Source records
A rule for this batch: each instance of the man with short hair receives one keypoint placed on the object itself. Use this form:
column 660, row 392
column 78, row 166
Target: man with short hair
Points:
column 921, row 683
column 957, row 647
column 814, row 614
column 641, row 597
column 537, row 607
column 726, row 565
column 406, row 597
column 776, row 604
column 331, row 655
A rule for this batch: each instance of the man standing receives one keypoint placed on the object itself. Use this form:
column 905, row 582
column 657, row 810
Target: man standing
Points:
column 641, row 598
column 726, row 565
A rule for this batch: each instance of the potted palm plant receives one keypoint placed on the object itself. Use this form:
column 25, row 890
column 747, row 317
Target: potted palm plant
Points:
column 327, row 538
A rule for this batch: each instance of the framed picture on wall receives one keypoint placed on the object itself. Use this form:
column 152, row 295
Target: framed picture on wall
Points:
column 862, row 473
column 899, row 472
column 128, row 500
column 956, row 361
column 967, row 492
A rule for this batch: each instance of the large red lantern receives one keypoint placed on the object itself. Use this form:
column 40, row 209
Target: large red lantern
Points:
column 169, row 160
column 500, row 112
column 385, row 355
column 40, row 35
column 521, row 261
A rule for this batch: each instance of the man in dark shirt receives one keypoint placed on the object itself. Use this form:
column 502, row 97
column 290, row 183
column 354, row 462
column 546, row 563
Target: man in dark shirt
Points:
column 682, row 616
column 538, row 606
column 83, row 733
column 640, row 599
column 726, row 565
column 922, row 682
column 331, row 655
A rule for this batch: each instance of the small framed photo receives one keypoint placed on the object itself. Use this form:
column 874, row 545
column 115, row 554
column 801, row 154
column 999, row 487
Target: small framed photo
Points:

--

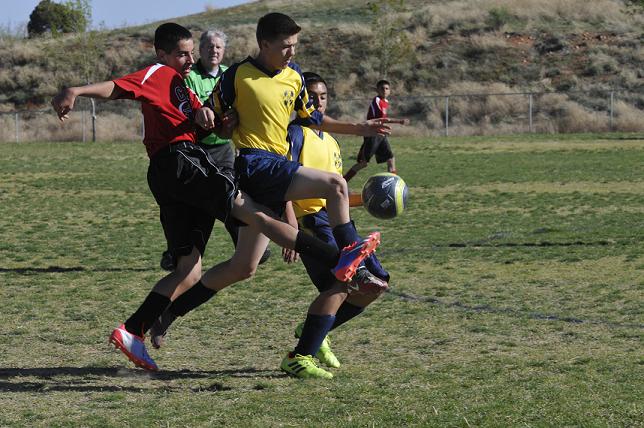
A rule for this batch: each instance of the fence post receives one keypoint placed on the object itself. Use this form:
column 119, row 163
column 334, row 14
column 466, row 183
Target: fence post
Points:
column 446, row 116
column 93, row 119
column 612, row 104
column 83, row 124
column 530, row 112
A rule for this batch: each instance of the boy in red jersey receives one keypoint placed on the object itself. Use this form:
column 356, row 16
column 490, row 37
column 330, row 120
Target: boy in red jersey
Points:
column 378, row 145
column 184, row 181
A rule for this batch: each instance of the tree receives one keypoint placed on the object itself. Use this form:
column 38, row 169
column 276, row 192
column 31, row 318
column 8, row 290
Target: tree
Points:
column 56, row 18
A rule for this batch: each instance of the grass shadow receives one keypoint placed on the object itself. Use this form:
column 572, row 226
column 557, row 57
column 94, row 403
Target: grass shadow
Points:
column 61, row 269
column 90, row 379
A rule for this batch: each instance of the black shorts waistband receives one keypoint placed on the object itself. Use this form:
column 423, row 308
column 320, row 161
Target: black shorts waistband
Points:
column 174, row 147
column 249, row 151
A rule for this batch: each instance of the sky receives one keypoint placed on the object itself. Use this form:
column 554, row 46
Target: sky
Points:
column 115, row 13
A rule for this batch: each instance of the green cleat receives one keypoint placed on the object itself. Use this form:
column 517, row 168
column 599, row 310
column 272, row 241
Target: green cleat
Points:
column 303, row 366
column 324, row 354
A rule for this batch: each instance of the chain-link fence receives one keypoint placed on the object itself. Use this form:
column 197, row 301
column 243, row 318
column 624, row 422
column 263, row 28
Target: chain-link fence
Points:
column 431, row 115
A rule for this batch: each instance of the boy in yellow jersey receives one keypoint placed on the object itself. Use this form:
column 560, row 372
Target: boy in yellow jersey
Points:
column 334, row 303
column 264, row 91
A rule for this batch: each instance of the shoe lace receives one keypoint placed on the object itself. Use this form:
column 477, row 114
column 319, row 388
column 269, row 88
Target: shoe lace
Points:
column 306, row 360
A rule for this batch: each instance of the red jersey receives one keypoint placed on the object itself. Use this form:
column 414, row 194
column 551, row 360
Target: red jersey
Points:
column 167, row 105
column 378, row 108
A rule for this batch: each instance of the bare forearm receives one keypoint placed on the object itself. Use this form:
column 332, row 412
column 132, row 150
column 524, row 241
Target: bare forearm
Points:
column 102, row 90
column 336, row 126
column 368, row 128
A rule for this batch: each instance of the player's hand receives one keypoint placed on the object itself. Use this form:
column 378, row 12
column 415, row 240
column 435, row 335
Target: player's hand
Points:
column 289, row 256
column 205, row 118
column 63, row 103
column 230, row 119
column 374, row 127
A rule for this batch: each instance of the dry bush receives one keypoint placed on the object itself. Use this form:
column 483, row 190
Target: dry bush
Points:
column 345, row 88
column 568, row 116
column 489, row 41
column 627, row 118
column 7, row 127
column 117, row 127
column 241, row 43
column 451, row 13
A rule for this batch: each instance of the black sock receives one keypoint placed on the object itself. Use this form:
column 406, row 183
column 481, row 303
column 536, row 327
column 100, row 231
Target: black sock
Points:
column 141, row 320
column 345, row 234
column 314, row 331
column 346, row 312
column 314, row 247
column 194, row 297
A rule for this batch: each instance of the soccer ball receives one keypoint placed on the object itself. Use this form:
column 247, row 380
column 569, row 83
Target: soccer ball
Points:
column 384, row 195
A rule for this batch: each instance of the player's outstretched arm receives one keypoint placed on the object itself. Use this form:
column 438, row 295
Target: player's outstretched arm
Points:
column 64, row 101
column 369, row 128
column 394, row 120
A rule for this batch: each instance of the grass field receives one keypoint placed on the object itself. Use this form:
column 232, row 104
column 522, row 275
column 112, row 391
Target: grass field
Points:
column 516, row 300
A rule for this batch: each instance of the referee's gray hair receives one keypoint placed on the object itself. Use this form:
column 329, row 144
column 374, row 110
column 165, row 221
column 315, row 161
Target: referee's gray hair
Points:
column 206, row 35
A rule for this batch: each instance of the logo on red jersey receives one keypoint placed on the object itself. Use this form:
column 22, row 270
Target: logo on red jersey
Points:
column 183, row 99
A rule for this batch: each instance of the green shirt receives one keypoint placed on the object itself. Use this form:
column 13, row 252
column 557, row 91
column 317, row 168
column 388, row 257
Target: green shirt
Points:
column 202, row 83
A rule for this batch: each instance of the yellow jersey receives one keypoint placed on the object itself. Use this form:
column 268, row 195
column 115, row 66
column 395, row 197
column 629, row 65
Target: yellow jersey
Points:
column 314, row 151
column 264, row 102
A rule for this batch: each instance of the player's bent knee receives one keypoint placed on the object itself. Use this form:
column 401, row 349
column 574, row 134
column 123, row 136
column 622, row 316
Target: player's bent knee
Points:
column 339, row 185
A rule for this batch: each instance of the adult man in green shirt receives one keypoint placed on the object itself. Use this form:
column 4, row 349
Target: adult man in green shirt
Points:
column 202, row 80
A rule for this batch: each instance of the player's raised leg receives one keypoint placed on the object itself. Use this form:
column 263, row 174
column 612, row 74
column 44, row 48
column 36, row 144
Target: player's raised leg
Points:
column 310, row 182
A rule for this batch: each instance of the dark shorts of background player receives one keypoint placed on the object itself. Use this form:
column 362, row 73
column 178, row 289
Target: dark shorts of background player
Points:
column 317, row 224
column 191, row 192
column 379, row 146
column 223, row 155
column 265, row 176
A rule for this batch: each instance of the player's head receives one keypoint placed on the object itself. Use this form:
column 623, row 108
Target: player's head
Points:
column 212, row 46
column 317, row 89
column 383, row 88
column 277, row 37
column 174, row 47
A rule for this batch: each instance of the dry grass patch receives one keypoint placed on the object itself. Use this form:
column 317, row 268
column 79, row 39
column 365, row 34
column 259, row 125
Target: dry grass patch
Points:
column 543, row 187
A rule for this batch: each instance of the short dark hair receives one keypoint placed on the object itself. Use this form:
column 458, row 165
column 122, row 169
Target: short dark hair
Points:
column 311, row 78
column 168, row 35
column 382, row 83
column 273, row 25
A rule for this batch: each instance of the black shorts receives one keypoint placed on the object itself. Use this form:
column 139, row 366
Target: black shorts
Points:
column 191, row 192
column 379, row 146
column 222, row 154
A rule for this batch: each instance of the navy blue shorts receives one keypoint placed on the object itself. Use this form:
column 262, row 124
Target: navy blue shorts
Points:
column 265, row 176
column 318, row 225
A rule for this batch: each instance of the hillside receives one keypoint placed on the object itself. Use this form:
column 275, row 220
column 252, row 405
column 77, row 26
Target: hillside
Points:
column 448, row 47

...

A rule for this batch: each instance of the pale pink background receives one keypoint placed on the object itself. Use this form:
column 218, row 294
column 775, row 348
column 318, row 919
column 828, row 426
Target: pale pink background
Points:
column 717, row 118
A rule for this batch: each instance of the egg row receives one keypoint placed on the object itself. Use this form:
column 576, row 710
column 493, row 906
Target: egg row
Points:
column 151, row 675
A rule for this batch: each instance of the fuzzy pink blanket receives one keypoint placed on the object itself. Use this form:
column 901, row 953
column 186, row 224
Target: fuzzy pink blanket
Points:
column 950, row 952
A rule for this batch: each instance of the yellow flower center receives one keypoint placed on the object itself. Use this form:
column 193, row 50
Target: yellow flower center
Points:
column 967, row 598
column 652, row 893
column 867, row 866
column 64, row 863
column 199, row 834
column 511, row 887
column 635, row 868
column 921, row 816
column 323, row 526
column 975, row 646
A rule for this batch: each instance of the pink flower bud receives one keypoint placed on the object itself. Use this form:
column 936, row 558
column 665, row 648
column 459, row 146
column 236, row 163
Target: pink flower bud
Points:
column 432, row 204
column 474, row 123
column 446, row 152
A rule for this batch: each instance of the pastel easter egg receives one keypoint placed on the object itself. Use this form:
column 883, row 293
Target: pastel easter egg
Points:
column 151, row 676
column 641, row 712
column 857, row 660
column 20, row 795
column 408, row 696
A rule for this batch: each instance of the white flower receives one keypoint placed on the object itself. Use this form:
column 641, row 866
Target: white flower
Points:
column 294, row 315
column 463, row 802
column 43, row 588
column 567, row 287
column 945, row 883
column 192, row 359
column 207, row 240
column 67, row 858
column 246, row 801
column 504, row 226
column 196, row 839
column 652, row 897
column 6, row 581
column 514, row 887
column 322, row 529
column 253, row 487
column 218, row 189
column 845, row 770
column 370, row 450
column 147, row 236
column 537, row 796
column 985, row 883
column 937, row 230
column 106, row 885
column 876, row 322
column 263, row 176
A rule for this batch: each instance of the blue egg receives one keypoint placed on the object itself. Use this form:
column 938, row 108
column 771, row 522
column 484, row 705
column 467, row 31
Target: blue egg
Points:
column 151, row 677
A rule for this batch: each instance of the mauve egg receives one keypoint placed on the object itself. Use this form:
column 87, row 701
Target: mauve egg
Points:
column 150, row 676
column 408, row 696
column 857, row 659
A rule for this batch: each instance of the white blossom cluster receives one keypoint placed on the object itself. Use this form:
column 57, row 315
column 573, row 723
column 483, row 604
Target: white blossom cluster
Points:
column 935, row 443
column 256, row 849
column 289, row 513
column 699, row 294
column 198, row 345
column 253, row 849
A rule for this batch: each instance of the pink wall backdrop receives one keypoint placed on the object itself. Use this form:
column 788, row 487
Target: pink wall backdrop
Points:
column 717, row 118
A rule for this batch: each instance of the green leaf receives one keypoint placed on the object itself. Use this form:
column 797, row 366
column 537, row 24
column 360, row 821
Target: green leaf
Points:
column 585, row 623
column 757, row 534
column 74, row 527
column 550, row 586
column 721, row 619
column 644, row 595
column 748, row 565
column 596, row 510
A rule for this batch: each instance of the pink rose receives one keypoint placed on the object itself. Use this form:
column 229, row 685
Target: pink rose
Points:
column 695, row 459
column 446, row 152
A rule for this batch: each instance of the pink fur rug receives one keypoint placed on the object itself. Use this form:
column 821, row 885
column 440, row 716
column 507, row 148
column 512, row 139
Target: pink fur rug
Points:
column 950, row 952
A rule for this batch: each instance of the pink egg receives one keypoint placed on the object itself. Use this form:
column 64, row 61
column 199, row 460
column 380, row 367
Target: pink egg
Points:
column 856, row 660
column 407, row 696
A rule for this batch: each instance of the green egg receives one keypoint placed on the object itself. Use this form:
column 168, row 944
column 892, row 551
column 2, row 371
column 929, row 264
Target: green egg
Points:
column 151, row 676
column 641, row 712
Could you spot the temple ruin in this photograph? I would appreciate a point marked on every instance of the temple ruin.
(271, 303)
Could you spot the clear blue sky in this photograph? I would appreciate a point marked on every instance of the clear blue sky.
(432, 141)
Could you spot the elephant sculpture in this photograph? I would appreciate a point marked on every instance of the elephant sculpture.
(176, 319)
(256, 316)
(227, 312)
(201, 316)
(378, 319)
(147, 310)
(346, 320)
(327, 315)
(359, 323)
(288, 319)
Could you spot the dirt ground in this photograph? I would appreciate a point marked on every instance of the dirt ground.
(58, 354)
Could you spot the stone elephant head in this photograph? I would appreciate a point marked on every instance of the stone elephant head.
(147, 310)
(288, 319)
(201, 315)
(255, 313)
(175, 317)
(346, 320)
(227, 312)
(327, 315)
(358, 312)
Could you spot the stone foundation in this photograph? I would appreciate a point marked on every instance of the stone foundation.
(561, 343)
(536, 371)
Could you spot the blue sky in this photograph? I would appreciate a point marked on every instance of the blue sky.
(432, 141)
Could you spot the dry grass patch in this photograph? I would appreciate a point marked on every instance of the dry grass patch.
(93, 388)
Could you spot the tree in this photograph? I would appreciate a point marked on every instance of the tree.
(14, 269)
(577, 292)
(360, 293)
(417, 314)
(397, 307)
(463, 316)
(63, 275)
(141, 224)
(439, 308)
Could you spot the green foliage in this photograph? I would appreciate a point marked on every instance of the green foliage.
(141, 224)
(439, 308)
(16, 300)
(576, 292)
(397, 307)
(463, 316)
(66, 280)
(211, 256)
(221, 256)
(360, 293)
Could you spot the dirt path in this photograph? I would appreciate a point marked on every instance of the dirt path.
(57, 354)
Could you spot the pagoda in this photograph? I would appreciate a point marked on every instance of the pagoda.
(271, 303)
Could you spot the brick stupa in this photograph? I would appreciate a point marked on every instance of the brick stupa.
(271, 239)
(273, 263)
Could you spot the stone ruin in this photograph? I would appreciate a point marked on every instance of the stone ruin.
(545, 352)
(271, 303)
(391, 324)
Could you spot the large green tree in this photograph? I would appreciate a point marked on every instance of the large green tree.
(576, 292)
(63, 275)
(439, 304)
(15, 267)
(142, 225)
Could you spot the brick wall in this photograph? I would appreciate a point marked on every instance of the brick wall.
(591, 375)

▸ **About this task**
Look through the entries and return each line that has the word "adult" in it.

▸ **Your response**
A rule for this batch: each instance of the adult man in green shirt receives one keypoint placed on the object itself. Use this form:
Target: adult man in green shirt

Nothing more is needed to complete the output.